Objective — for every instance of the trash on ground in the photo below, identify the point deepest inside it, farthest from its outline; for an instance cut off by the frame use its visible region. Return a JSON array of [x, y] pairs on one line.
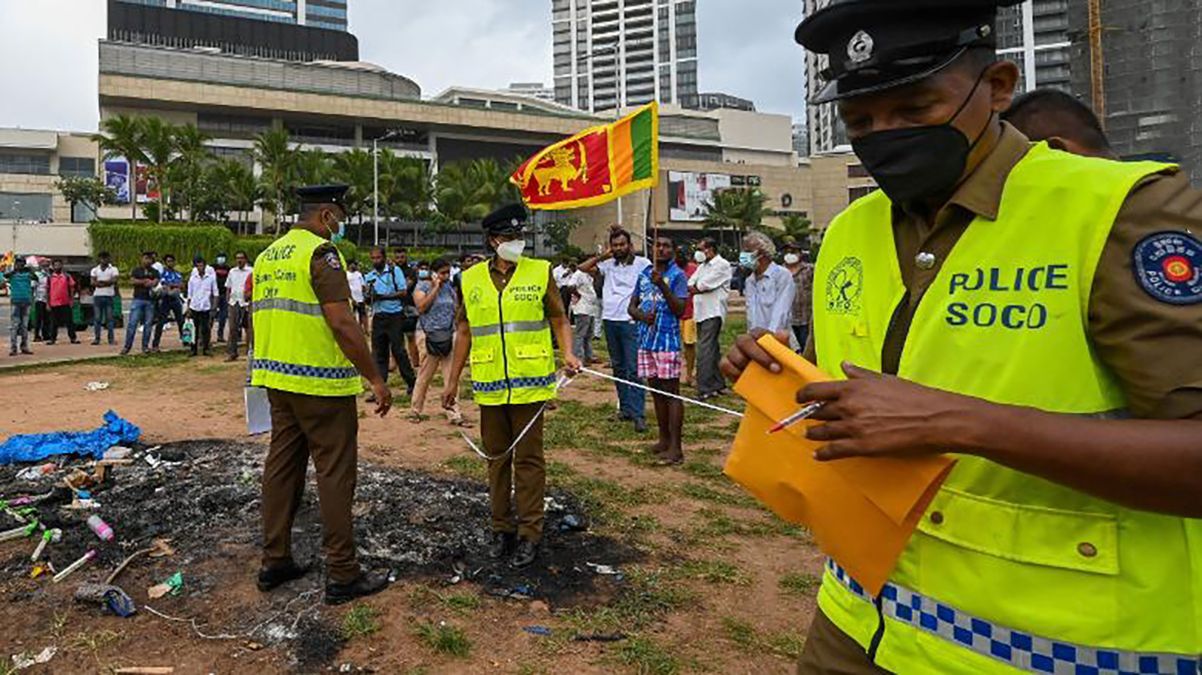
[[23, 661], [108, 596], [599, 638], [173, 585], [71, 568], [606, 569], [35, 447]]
══════════════════════════════
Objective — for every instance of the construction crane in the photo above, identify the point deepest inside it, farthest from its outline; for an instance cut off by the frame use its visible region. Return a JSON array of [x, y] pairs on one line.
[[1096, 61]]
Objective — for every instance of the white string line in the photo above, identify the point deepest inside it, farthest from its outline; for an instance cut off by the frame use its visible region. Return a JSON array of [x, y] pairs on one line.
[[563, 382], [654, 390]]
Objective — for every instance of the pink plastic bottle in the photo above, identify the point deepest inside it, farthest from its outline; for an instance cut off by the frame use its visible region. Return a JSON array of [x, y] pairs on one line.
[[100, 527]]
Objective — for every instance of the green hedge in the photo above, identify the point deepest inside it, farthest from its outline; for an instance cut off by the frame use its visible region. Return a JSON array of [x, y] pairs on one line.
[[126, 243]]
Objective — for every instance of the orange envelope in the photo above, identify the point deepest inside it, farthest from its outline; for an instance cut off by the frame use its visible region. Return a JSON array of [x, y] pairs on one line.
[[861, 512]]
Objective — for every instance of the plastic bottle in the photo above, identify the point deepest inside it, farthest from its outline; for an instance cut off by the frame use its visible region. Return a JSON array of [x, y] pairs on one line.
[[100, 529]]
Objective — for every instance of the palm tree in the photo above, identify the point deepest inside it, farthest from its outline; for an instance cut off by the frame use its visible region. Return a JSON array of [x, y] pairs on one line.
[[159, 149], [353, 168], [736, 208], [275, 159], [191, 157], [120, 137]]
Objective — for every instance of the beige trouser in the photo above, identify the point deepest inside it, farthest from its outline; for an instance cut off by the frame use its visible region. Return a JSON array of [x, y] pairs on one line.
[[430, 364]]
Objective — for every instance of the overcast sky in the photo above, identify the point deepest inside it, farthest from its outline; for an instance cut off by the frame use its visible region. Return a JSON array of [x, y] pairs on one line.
══════════════════════════════
## Problem statement
Extract from the listing above the lines between the line containing "Objective — for every instance of the beige" and the line containing "Objective — for every instance of the overcast", keeping both of those lines. Output nothing else.

## Solution
Objective — for every instance of the beige trouser in the photo above, identify the point deepest inside it, farthest from its outline; for an instance cut off by the frame use its visible region. Return a JSON array of [x, y] pairs on one line.
[[430, 364]]
Objective — for every instance of the overcast sky in the photo above, identify the point deepest inside it, farthest from its outline; for an instance cut off by the frame use its visible region. Return a JSON array of [x, y] pairs on one line.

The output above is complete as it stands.